What follows is data; output all of it exactly as given.

BEGIN Dataset content

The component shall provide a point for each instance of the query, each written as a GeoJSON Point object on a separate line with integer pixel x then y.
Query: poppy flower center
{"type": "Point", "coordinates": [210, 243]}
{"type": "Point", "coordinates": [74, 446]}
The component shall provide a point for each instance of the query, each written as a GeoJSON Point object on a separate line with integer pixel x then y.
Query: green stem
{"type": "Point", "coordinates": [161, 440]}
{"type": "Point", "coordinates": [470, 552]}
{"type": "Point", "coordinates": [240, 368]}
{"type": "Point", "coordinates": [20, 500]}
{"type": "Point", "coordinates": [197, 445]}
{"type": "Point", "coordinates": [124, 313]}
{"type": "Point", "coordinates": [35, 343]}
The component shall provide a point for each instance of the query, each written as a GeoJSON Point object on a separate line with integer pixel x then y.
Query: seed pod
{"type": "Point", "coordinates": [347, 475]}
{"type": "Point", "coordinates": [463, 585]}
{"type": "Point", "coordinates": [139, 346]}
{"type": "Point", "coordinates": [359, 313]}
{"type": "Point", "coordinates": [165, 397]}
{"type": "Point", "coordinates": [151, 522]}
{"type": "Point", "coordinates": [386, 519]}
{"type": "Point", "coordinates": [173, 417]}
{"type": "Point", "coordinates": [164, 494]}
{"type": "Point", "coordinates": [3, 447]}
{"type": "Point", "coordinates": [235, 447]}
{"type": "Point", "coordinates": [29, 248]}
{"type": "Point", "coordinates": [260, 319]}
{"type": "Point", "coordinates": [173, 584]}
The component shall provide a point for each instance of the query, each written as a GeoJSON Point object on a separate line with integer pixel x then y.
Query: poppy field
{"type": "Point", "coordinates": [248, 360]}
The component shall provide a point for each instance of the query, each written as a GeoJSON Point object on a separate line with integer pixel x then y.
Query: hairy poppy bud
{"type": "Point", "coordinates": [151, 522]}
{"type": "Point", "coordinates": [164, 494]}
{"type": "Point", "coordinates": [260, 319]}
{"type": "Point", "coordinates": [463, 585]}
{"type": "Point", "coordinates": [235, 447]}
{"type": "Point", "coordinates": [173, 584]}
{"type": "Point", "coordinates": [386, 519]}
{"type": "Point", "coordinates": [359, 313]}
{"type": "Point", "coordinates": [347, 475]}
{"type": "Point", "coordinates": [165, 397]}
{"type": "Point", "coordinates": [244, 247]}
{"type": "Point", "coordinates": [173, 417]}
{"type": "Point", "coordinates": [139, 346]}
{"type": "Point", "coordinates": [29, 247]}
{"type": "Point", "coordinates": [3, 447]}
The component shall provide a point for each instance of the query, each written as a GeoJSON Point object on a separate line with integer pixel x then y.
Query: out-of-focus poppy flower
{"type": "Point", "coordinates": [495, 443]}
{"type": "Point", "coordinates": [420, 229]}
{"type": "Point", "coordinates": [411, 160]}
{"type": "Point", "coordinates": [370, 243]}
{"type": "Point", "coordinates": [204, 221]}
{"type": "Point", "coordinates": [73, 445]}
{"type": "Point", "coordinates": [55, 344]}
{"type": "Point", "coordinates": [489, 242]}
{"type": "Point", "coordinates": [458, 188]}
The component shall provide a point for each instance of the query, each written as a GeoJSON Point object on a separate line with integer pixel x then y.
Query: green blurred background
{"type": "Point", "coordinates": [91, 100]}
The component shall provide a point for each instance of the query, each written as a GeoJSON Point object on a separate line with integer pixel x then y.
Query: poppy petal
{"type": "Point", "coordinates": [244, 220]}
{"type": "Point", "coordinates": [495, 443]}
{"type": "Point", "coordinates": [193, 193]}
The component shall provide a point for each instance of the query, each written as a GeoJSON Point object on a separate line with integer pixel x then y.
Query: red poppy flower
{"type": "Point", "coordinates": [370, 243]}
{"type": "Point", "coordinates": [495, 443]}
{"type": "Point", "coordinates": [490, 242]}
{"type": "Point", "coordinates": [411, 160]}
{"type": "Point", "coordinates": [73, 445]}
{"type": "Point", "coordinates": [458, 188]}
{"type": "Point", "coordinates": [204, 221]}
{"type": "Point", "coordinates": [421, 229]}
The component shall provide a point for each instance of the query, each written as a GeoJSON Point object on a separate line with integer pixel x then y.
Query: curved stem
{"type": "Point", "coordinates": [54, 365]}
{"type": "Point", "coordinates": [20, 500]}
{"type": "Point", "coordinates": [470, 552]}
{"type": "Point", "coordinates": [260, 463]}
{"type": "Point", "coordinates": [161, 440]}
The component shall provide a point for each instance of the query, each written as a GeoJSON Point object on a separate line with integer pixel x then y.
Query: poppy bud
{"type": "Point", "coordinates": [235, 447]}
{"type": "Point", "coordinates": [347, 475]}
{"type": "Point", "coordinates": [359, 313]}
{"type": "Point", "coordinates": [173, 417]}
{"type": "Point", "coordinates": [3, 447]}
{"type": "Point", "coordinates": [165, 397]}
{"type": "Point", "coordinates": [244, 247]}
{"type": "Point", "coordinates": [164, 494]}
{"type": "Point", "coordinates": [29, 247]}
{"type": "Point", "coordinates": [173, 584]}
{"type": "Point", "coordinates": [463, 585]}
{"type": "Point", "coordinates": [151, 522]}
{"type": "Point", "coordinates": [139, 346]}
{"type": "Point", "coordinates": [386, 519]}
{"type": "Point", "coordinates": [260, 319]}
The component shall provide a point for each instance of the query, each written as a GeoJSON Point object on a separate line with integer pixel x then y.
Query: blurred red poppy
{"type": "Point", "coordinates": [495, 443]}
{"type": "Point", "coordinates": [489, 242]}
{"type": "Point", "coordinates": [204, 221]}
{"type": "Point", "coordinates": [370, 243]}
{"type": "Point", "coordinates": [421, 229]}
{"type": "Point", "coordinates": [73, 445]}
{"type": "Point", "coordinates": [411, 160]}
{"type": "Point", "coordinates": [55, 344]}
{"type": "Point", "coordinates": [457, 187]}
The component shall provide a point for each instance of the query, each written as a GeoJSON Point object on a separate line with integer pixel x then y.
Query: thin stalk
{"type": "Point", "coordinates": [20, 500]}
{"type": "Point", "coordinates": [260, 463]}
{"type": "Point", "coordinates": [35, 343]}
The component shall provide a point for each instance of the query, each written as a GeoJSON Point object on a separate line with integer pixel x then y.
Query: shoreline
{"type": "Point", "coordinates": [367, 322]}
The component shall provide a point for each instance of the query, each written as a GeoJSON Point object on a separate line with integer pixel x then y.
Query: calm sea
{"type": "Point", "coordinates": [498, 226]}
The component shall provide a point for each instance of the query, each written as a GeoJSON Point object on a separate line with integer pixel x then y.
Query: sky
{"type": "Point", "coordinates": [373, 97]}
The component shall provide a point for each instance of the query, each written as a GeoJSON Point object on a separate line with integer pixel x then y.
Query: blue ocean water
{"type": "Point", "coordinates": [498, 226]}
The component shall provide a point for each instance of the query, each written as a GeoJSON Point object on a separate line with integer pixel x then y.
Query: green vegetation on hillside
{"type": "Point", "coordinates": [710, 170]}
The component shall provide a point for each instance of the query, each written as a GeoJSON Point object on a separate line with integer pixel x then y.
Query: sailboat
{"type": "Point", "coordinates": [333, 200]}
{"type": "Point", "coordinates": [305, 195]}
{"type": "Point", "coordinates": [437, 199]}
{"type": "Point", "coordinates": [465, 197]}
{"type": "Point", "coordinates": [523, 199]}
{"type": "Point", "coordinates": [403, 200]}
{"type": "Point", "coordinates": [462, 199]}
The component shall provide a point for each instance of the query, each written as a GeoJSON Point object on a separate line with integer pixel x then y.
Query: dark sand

END Dataset content

[Your solution]
The component shall provide a point for each instance of the query, each written as a GeoJSON Point object on a separate line with integer pixel x then y.
Query: poppy flower center
{"type": "Point", "coordinates": [210, 243]}
{"type": "Point", "coordinates": [74, 446]}
The component shall provide a point for each instance of the query, each written as a GeoJSON Point object on a separate line with integer pixel x then y.
Query: green stem
{"type": "Point", "coordinates": [161, 440]}
{"type": "Point", "coordinates": [470, 552]}
{"type": "Point", "coordinates": [240, 368]}
{"type": "Point", "coordinates": [20, 500]}
{"type": "Point", "coordinates": [197, 445]}
{"type": "Point", "coordinates": [124, 313]}
{"type": "Point", "coordinates": [35, 343]}
The component shall provide a point for each instance of the query, each written as a GeoJSON Point object on a separate line with integer pixel x then y.
Query: seed pod
{"type": "Point", "coordinates": [347, 475]}
{"type": "Point", "coordinates": [463, 585]}
{"type": "Point", "coordinates": [139, 346]}
{"type": "Point", "coordinates": [359, 313]}
{"type": "Point", "coordinates": [165, 397]}
{"type": "Point", "coordinates": [151, 522]}
{"type": "Point", "coordinates": [386, 519]}
{"type": "Point", "coordinates": [173, 417]}
{"type": "Point", "coordinates": [164, 494]}
{"type": "Point", "coordinates": [3, 447]}
{"type": "Point", "coordinates": [235, 447]}
{"type": "Point", "coordinates": [29, 248]}
{"type": "Point", "coordinates": [260, 319]}
{"type": "Point", "coordinates": [173, 584]}
The component shall provide a point for each instance of the query, each written as a GeoJSON Point object on a separate line with integer pixel x then y.
Query: poppy field
{"type": "Point", "coordinates": [248, 360]}
The component shall provide a point for each instance of the query, each written as a GeoJSON Point object on a separate line with integer pixel x then y.
Query: hairy poppy bud
{"type": "Point", "coordinates": [151, 522]}
{"type": "Point", "coordinates": [164, 494]}
{"type": "Point", "coordinates": [260, 319]}
{"type": "Point", "coordinates": [463, 585]}
{"type": "Point", "coordinates": [235, 447]}
{"type": "Point", "coordinates": [173, 584]}
{"type": "Point", "coordinates": [386, 519]}
{"type": "Point", "coordinates": [359, 313]}
{"type": "Point", "coordinates": [347, 475]}
{"type": "Point", "coordinates": [165, 397]}
{"type": "Point", "coordinates": [244, 247]}
{"type": "Point", "coordinates": [173, 417]}
{"type": "Point", "coordinates": [139, 346]}
{"type": "Point", "coordinates": [29, 247]}
{"type": "Point", "coordinates": [3, 447]}
The component shall provide a point for each instance of the query, each written as a GeoJSON Point object on a separate line with integer pixel x then y.
Query: out-of-focus poppy flower
{"type": "Point", "coordinates": [495, 443]}
{"type": "Point", "coordinates": [420, 229]}
{"type": "Point", "coordinates": [411, 160]}
{"type": "Point", "coordinates": [370, 243]}
{"type": "Point", "coordinates": [204, 221]}
{"type": "Point", "coordinates": [73, 445]}
{"type": "Point", "coordinates": [55, 344]}
{"type": "Point", "coordinates": [489, 242]}
{"type": "Point", "coordinates": [458, 188]}
The component shall provide a point for each instance of the query, each written as a GeoJSON Point object on a separate line with integer pixel x then y.
Query: green blurred background
{"type": "Point", "coordinates": [91, 100]}
The component shall provide a point for each instance of the query, each written as a GeoJSON Point object on a separate line with integer pixel x then y.
Query: poppy petal
{"type": "Point", "coordinates": [244, 220]}
{"type": "Point", "coordinates": [495, 443]}
{"type": "Point", "coordinates": [193, 193]}
The component shall provide a point for each instance of the query, each written as a GeoJSON Point object on a separate line with integer pixel x then y.
Query: red poppy flower
{"type": "Point", "coordinates": [370, 243]}
{"type": "Point", "coordinates": [495, 443]}
{"type": "Point", "coordinates": [490, 242]}
{"type": "Point", "coordinates": [411, 160]}
{"type": "Point", "coordinates": [73, 445]}
{"type": "Point", "coordinates": [458, 188]}
{"type": "Point", "coordinates": [204, 221]}
{"type": "Point", "coordinates": [421, 229]}
The component shall provide a point for each instance of the query, each written as a GeoJSON Point object on a separate line with integer pixel x then y.
Query: curved stem
{"type": "Point", "coordinates": [54, 365]}
{"type": "Point", "coordinates": [20, 500]}
{"type": "Point", "coordinates": [470, 552]}
{"type": "Point", "coordinates": [260, 463]}
{"type": "Point", "coordinates": [161, 440]}
The component shall provide a point for each instance of the query, each written as a GeoJSON Point object on a separate line with integer pixel x then y.
Query: poppy bud
{"type": "Point", "coordinates": [235, 447]}
{"type": "Point", "coordinates": [347, 475]}
{"type": "Point", "coordinates": [359, 313]}
{"type": "Point", "coordinates": [173, 417]}
{"type": "Point", "coordinates": [3, 447]}
{"type": "Point", "coordinates": [165, 397]}
{"type": "Point", "coordinates": [244, 247]}
{"type": "Point", "coordinates": [164, 494]}
{"type": "Point", "coordinates": [29, 247]}
{"type": "Point", "coordinates": [173, 584]}
{"type": "Point", "coordinates": [463, 585]}
{"type": "Point", "coordinates": [151, 522]}
{"type": "Point", "coordinates": [139, 346]}
{"type": "Point", "coordinates": [386, 519]}
{"type": "Point", "coordinates": [260, 319]}
The component shall provide a point for each instance of the query, each written as a GeoJSON Point object on a separate line with integer pixel x then y.
Query: blurred red poppy
{"type": "Point", "coordinates": [495, 443]}
{"type": "Point", "coordinates": [489, 242]}
{"type": "Point", "coordinates": [204, 221]}
{"type": "Point", "coordinates": [370, 243]}
{"type": "Point", "coordinates": [421, 229]}
{"type": "Point", "coordinates": [73, 445]}
{"type": "Point", "coordinates": [411, 160]}
{"type": "Point", "coordinates": [55, 344]}
{"type": "Point", "coordinates": [457, 187]}
The component shall provide a point for each instance of the query, each written as a GeoJSON Point object on a separate line with integer pixel x then y.
Query: thin stalk
{"type": "Point", "coordinates": [20, 500]}
{"type": "Point", "coordinates": [260, 463]}
{"type": "Point", "coordinates": [35, 343]}
The component shall provide a point for each instance of the query, each written as a GeoJSON Point object on a separate line with integer pixel x then y.
Query: shoreline
{"type": "Point", "coordinates": [367, 322]}
The component shall provide a point for each instance of the query, each written as a GeoJSON Point object on a separate line with integer pixel x then y.
Query: calm sea
{"type": "Point", "coordinates": [498, 226]}
The component shall provide a point for each instance of the query, each written as a GeoJSON Point object on a separate line with integer pixel x then y.
Query: sky
{"type": "Point", "coordinates": [373, 97]}
The component shall provide a point for each instance of the query, each written as a GeoJSON Point object on a separate line with integer pixel x then y.
Query: blue ocean water
{"type": "Point", "coordinates": [498, 226]}
The component shall provide a point for each instance of the query, each written as a GeoJSON Point object on a separate line with integer pixel x then y.
Query: green vegetation on hillside
{"type": "Point", "coordinates": [710, 170]}
The component shall provide a point for each instance of the query, each written as a GeoJSON Point object on a separate line with integer pixel x then y.
Query: sailboat
{"type": "Point", "coordinates": [333, 200]}
{"type": "Point", "coordinates": [305, 195]}
{"type": "Point", "coordinates": [437, 199]}
{"type": "Point", "coordinates": [465, 197]}
{"type": "Point", "coordinates": [523, 199]}
{"type": "Point", "coordinates": [403, 200]}
{"type": "Point", "coordinates": [462, 199]}
The component shall provide a point for each instance of the query, each written as a GeoJSON Point object on a separate line with integer pixel x then y.
Query: dark sand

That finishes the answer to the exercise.